In the seventeenth century Cervantes wrote a story called ‘The Conversation of Dogs’. It consisted of the midnight conversation between two dogs as overheard by the narrator of the story. And long before that, in the fifth century BC the fables of Aesop recorded the wit, wisdom and character traits of the animals. In more recent times there are the tales of Beatrix Potter and the works of Lewis Carroll. The Mouse and His Child by Russell Hoban is a brilliant modern example of the tradition. Talking animals are most often found in stories for children, although famous examples of adult works in the genre are by Orwell, Chekov and Woolf. Recently Andrew O’Hagan published The Life and Opinions of Maf the Dog, and of His Friend Marilyn Monroe which is written by a maltese belonging to the star.

The world is probably divided into two kinds of people, those who like books by dogs and those who don’t. I do. I loved the idea of O’Hagan’s book when I first heard of it, and I was utterly captivated by the reading, thrilled by the wit, energy and rhythm of the writing. The reflections of Maf are superb insights into America in the early sixties, as well as into big subjects such as literature, art, psychology, history and politics. This is philosophy at its most engaging. The view Maf gives of Marilyn is unlike any other, and is ultimately a most lucid and moving one. He can read her mind, and there is a point at which she can read his. He is so wise and wistful, she so fragile and doomed. On the one hand this book is a revelation about all the dogs in literature and art, and on the other it is a novel of profound and highly entertaining insight into the human heart.

It is this novel that has given me the courage to tell the story of

‘Raf the Dog – a Tale of Mystery, Money and the Supernatural’.

 

Many years ago when I was living in the city I felt the need for a companion in the form of a small white dog. My daughter is an expert at finding cats and dogs for humans, so she was on the case, preferring to give homes to rescued dogs, rather than buy brand new dogs. We investigated several shelters, but to no avail. I grew tired of the hunt and finally decided to buy a new puppy. The price of course began, back then, at around $400. This was not going to be easy. Taking a common sense approach I went to the local credit union and opened a special purpose account.

‘What is the purpose?’ asked the teller, not looking up from her keyboard.

‘I am buying a dog.’

There was a sudden burst of sunlight that radiated instantly from within the teller. Her gold bracelets jangled, her spectacles winked, her lovely teeth gleamed at me with pleasure.

‘Oh,’ she said, ‘a dog! What kind of dog?’

‘A maltese.’

‘Oh yes! Yes. They are so beautiful. So sweet. So wise and wistful. You are doing the right thing.’

So I did the right thing and deposited some idiotically small amount of money in the account which was recorded as being ‘For Purchase of Dog’.

____

INSTRUCTION:
Quote the passage about talking animals in literature word for word, from "In the seventeenth" up to and including "to the star.".

EXTRACTED RECORDS:

____

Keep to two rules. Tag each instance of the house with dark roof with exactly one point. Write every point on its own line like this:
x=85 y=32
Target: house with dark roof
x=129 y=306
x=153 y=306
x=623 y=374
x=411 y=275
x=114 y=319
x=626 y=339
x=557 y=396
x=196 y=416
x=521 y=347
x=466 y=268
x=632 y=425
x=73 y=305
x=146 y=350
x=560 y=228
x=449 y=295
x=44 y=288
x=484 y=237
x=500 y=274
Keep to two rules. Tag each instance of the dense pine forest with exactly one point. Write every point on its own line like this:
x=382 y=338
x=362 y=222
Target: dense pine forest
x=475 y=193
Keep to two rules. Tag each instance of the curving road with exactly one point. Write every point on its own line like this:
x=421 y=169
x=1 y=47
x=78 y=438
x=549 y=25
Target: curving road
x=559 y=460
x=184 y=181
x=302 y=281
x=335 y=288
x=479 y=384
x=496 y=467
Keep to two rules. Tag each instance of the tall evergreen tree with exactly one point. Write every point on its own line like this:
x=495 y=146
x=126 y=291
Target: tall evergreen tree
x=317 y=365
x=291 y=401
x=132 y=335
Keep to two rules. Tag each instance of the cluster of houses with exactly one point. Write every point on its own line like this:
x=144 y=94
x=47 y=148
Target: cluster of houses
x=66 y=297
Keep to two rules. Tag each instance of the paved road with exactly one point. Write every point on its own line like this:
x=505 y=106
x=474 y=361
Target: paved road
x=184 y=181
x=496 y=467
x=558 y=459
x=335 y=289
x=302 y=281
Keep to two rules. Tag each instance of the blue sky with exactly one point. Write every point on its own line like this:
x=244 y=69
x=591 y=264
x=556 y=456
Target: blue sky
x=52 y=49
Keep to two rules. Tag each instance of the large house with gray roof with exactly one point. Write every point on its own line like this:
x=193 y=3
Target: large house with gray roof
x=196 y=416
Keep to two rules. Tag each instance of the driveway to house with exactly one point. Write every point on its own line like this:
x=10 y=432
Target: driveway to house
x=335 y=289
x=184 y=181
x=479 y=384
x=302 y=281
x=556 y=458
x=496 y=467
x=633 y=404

____

ANSWER TO THIS PROBLEM:
In the seventeenth century Cervantes wrote a story called ‘The Conversation of Dogs’. It consisted of the midnight conversation between two dogs as overheard by the narrator of the story. And long before that, in the fifth century BC the fables of Aesop recorded the wit, wisdom and character traits of the animals. In more recent times there are the tales of Beatrix Potter and the works of Lewis Carroll. The Mouse and His Child by Russell Hoban is a brilliant modern example of the tradition. Talking animals are most often found in stories for children, although famous examples of adult works in the genre are by Orwell, Chekov and Woolf. Recently Andrew O’Hagan published The Life and Opinions of Maf the Dog, and of His Friend Marilyn Monroe which is written by a maltese belonging to the star.